# Start of EXCERPT

Simulation brings many benefits to design engineering—but it’s not a one-size-fits-all option for certain use cases.

Simulation brings many benefits to design engineering—but it’s not a one-size-fits-all option for certain use cases.

External CFD analysis of wind speed at the pedestrian level around a 200-m skyscraper run on a cloud-native engineering simulation platform. Design by Zaha Hadid Architects; image courtesy of SimScale.


Physics-based simulation is often used in place of expensive prototyping and physical testing. In many cases, it can supplant physical testing and provide a means of designing and creating products using virtual simulation to mimic reality. This helps drive decisions and is an efficient means of nurturing innovation.

Using Virtual to Create Reality

Dan Marinac is the executive director of product marketing for MSC Software’s Hexagon Manufacturing Intelligence. Marinac is upbeat about the benefits of virtual simulation, which has given way to the age of the digital twin—a widely used tool in engineering. 

“Physics-based simulation is the perfect substitute for prototyping products and objects,” says Marinac. “A digital twin is a virtual model of a process, product or service. The simulation of the physical world with a virtual model, the digital twin, allows analysis of data and monitoring of systems and processes to predict problems before they occur, assess risks, prevent downtime and develop new opportunities for greater efficiency and safety.”

# End of EXCERPT

PROBLEMS TO WORK ON:
A. Could you copy, word for word, the part of the simulation excerpt that opens with the words containing "External CFD analysis" and closes with "of nurturing innovation."?
B. Answer these questions from the simulation excerpt:
(i) What position does Dan Marinac hold?
(ii) How tall is the skyscraper in the CFD wind-speed analysis?
(iii) How does Marinac define a digital twin?
C. Can you carry the excerpt on physics-based simulation forward from its final sentence?

# Start of STORED DATA

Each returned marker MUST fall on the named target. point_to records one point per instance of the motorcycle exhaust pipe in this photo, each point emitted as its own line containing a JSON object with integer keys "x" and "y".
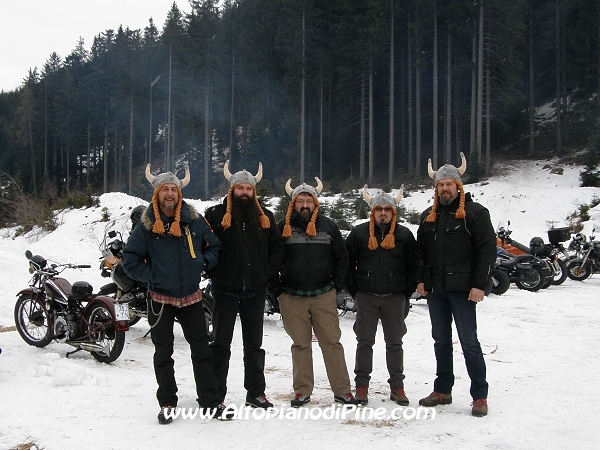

# End of STORED DATA

PER-TASK ANSWERS:
A.
External CFD analysis of wind speed at the pedestrian level around a 200-m skyscraper run on a cloud-native engineering simulation platform. Design by Zaha Hadid Architects; image courtesy of SimScale.


Physics-based simulation is often used in place of expensive prototyping and physical testing. In many cases, it can supplant physical testing and provide a means of designing and creating products using virtual simulation to mimic reality. This helps drive decisions and is an efficient means of nurturing innovation.

B.
(i) He is the executive director of product marketing for MSC Software's Hexagon Manufacturing Intelligence.
(ii) 200 m.
(iii) As a virtual model of a process, product or service.

C.
Safety Zone analysis identifies manufacturing formability risk assessment such as splits (red) and wrinkles (blue) for designers. Image courtesy of Hexagon.

Digital twins consist of three main components: the physical object in the real world (measurement data from internal sensors), a high-fidelity virtual object in the digital world (world-class multiphysics and co-simulation) and the connection between the real and virtual objects via data and information, Marinac notes. 

David Heiny is the CEO and co-founder of SimScale. He says multiphysics simulation is well-positioned to witness and facilitate a convergence between simulation and testing as users can perform it through a cloud-native simulation tool. 

He also points to simulation’s ability to run the same design under different operating conditions and variations to explore the full design space and assess the effects of design changes, with respect to the expected performance. 

“This allows designers to focus on the parameters that really make a difference to the final design,” says Heiny. “For certain applications where the physics and materials are well defined, the design is driven by simulation insights, and the changes are incremental to an initial configuration operating in the field, simulation, if run in the cloud, can prove to be a valid substitute for physical prototyping. Of course, existing regulations and industry practices may still require the execution of physical tests, but in this case, engineers can be sure that they got their design right on the first try.”

Stephen Hooper is the vice president and general manager of Autodesk Fusion 360. He says there are indeed limitations to physical prototyping. He warns that design processes that rely on simulation also have limitations.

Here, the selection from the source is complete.